> _Challenge_
Update the items below by replacing "semicolon-separated" with "semicolon-delimited" everywhere it occurs. Leave everything else unchanged.

A run of items

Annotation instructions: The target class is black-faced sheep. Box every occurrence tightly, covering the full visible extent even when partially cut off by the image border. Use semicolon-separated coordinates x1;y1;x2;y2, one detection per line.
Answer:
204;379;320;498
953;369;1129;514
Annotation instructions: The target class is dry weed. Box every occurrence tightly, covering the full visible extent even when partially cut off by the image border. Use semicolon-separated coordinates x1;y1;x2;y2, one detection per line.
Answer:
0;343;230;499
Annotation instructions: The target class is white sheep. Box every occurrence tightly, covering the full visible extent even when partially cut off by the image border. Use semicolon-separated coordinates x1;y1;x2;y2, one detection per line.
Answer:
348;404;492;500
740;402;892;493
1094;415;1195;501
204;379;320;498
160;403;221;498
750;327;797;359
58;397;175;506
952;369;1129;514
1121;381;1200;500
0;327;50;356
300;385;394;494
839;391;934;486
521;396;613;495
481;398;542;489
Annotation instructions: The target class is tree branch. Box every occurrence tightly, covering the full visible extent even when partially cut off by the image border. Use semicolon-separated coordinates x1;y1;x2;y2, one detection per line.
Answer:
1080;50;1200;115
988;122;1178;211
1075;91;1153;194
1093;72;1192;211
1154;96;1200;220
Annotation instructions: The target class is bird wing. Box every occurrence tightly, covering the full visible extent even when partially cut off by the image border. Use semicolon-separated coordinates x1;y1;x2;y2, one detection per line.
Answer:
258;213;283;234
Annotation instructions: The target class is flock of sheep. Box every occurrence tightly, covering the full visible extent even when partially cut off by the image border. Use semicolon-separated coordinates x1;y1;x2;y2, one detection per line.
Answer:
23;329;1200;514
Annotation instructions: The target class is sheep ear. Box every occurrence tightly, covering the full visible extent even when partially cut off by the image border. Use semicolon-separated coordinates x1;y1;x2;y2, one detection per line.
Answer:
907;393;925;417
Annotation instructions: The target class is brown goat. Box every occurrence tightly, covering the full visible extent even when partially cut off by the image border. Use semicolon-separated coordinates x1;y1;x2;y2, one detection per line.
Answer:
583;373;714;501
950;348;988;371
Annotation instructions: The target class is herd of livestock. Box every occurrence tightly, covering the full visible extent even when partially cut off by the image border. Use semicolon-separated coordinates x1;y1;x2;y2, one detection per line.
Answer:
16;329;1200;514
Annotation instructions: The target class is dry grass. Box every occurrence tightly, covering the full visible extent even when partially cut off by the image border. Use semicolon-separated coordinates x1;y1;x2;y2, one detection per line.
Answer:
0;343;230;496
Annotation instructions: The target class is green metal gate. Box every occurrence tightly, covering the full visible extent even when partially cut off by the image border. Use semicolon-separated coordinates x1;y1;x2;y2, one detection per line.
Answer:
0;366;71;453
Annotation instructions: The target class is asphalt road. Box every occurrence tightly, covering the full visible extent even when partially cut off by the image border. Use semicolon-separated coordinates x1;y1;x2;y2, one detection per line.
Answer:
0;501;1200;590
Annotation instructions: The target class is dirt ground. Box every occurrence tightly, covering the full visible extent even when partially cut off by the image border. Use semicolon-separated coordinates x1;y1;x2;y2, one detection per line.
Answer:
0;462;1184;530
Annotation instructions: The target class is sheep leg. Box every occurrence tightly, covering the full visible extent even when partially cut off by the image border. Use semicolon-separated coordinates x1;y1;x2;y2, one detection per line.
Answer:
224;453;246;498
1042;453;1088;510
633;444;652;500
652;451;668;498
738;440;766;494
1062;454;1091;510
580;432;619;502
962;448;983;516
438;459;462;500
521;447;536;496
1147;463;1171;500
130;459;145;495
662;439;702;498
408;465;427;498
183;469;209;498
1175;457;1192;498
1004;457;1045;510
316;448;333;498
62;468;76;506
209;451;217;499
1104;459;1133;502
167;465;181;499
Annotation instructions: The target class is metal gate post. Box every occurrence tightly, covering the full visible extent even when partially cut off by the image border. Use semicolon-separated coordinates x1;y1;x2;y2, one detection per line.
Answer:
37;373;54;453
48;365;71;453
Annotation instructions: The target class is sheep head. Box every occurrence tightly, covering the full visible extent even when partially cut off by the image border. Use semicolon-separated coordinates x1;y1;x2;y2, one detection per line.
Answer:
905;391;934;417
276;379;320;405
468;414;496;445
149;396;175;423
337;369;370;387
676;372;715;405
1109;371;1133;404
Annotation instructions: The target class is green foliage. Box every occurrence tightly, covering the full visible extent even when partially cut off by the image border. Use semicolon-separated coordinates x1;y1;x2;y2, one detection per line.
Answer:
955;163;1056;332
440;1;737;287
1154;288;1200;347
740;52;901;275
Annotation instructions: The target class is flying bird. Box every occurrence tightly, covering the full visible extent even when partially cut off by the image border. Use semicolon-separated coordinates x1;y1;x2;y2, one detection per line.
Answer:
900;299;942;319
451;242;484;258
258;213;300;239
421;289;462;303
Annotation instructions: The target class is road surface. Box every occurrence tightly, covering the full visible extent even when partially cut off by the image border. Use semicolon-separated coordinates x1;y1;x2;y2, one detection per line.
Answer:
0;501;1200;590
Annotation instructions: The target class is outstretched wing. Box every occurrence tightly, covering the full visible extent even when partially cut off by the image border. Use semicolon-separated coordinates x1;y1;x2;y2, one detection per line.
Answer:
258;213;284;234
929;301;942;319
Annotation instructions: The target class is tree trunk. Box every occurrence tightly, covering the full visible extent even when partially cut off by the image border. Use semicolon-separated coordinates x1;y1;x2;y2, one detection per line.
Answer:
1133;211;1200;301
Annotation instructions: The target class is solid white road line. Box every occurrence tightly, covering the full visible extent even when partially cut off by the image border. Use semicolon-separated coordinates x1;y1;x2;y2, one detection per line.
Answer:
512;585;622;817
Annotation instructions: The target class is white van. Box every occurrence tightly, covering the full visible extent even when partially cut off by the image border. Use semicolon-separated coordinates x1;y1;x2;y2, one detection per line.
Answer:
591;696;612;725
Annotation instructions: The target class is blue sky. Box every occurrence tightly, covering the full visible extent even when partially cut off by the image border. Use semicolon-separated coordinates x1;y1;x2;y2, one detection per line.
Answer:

> _Finished exercise_
Annotation instructions: The target class is black-faced sheep. Box every occurrence tightly, covering the full visible extent even when partially cut off by the image border. Use semicolon-delimited coordinates x1;y1;x2;y2, one detection per line.
Answer:
204;379;320;498
953;369;1129;514
Annotation instructions: The target class is dry weed. Box every occurrence tightly, covering the full visible extent even when partially cut off by the image border. Use semicolon-delimited coordinates x1;y1;x2;y2, one detection per line.
Answer:
0;343;230;499
Annotation instructions: The target class is white sheep. Box every occurrence tightly, covering the full visible extent even when partially cut off by the image border. Use semicolon-delimited coordinates x1;y1;x2;y2, one detection per line.
Answer:
348;404;492;500
740;402;892;493
1094;415;1195;501
204;379;320;498
160;403;221;498
750;327;797;359
58;397;175;506
952;369;1129;514
1121;381;1200;500
0;327;50;356
300;385;394;494
839;391;934;486
521;396;613;495
481;398;542;489
Annotation instructions: The target class is tree branch. Box every occurrence tightly, covering the full visible extent even when partially cut off by the image border. Use semicolon-delimited coordinates x1;y1;x2;y2, one detection per line.
Answer:
1080;50;1200;115
988;122;1178;211
1075;91;1153;194
1093;72;1192;211
1154;96;1200;220
Annotation instructions: The target class is bird wing. Box every occurrence tightly, covering the full visible extent even when partially cut off by the image border. Use semicolon-delimited coordinates x1;y1;x2;y2, one detection per line.
Answer:
258;213;283;234
Annotation instructions: The target class is flock of sheep. Box every occurrence tightly, covering the full visible extent even when partially cut off by the image border. Use semicolon-delimited coordinates x1;y1;x2;y2, one detection per line.
Answer:
23;329;1200;514
Annotation instructions: The target class is sheep ear. Box every occurrence tightly, covering the full visible extent even when partially cut off by the image border. Use semicolon-delimited coordinates x1;y1;x2;y2, one detection per line.
Answer:
907;393;925;417
Annotation instructions: The target class is brown goat. Box every occurrence tightly, covering the full visible extent even when partially cut off by the image border. Use semicolon-delimited coordinates x1;y1;x2;y2, one detection per line.
Answer:
583;373;714;501
950;348;988;371
Annotation instructions: The target class is herd of livestock. Box every occurrence tightly, covering the full visible extent even when partially cut off by the image border. Use semicolon-delimited coordinates x1;y1;x2;y2, one detection per line.
Answer:
16;329;1200;514
Annotation instructions: The target class is dry grass. Box every occurrence tightly, covering the full visible extent even when partially cut off by the image border. Use semicolon-delimited coordinates x1;y1;x2;y2, one detection per line.
Answer:
0;343;230;496
Annotation instructions: The target class is green metal gate. Box every occurrence tightly, covering the full visible extent even when partially cut off by the image border. Use semicolon-delimited coordinates x1;y1;x2;y2, one detection per line.
Answer:
0;366;71;453
Annotation instructions: The target class is asphalt road. Box every occurrence tightly, covering the full visible extent even when partially cut off by the image border. Use semicolon-delimited coordinates x1;y1;x2;y2, one detection per line.
Answer:
0;501;1200;590
Annotation instructions: The target class is dirt ground. Box every occurrence tightly, covering the full visible extent even when partially cut off by the image border. Use semicolon-delimited coordinates x1;y1;x2;y2, one detection per line.
Answer:
0;462;1184;530
Annotation instructions: The target class is sheep leg. Box every occurrence tightly, covering the full visible extent even when partially cut off by the image border. Use semicolon-delimited coordinates x1;y1;x2;y2, one detection per line.
Answer:
224;453;246;498
1042;453;1088;510
633;444;652;500
652;451;668;498
738;440;766;494
1062;454;1091;510
580;432;619;502
962;448;983;516
438;459;462;500
521;447;536;496
1147;463;1171;500
130;459;145;495
662;439;702;498
408;465;427;498
183;469;209;498
1175;457;1192;498
1004;457;1045;510
316;448;333;498
62;468;76;506
209;451;217;499
1104;459;1133;502
167;465;181;499
Annotation instructions: The target class is metal gate post. Box every occurrence tightly, covering the full visible extent even when partially cut off by the image border. Use semicolon-delimited coordinates x1;y1;x2;y2, one detection per line.
Answer:
37;373;54;453
48;365;71;453
Annotation instructions: The target class is sheep head. Box every occurrence tightly, covering the full visible extent even when partially cut off by the image border. Use semicolon-delimited coordinates x1;y1;x2;y2, one detection per line.
Answer:
905;391;934;417
276;379;320;405
468;414;496;445
149;396;175;423
337;369;370;387
676;372;715;405
1109;371;1133;404
Annotation instructions: The target class is green foliage. Box every occurrence tightly, covering the full visible extent even when partially cut off by the image border. Use semicolon-delimited coordinates x1;y1;x2;y2, one detection per line.
Answer:
955;163;1056;332
440;1;737;287
1154;288;1200;347
740;52;901;275
Annotation instructions: The target class is flying bird. Box every occurrence tightly, covering the full visible extent even when partially cut off by the image border. Use semicolon-delimited coordinates x1;y1;x2;y2, one detection per line.
Answer:
900;299;942;319
451;242;484;258
258;213;300;239
421;289;462;303
Annotation instructions: The target class is road surface. Box every occurrence tightly, covering the full visible extent even when partially cut off by the image border. Use semicolon-delimited coordinates x1;y1;x2;y2, one detection per line.
Answer:
0;501;1200;590
Annotation instructions: The target class is outstretched wing. Box every occurrence tightly, covering the full visible extent even when partially cut off by the image border. Use semicolon-delimited coordinates x1;y1;x2;y2, one detection per line.
Answer:
258;213;284;234
929;301;942;319
Annotation instructions: The target class is tree trunk. Box every occurrence tightly, covering the full visible extent even when partially cut off by the image border. Use semicolon-delimited coordinates x1;y1;x2;y2, one detection per line.
Answer:
1133;211;1200;301
Annotation instructions: The target class is solid white road line. Box every occurrence tightly, covering the full visible extent even when partially cut off by the image border. Use semicolon-delimited coordinates x1;y1;x2;y2, one detection per line.
Answer:
512;585;622;817
Annotation instructions: The target class is white van. Box every occurrence tightly, covering the full visible extent even when partially cut off by the image border. Use semicolon-delimited coordinates x1;y1;x2;y2, one detection per line.
Answer:
591;696;612;725
Annotation instructions: The target class is blue sky. Box every occurrence tightly, covering the full visible extent even when partially cut off by the image border. Use semicolon-delimited coordinates x1;y1;x2;y2, one detection per line.
Answer:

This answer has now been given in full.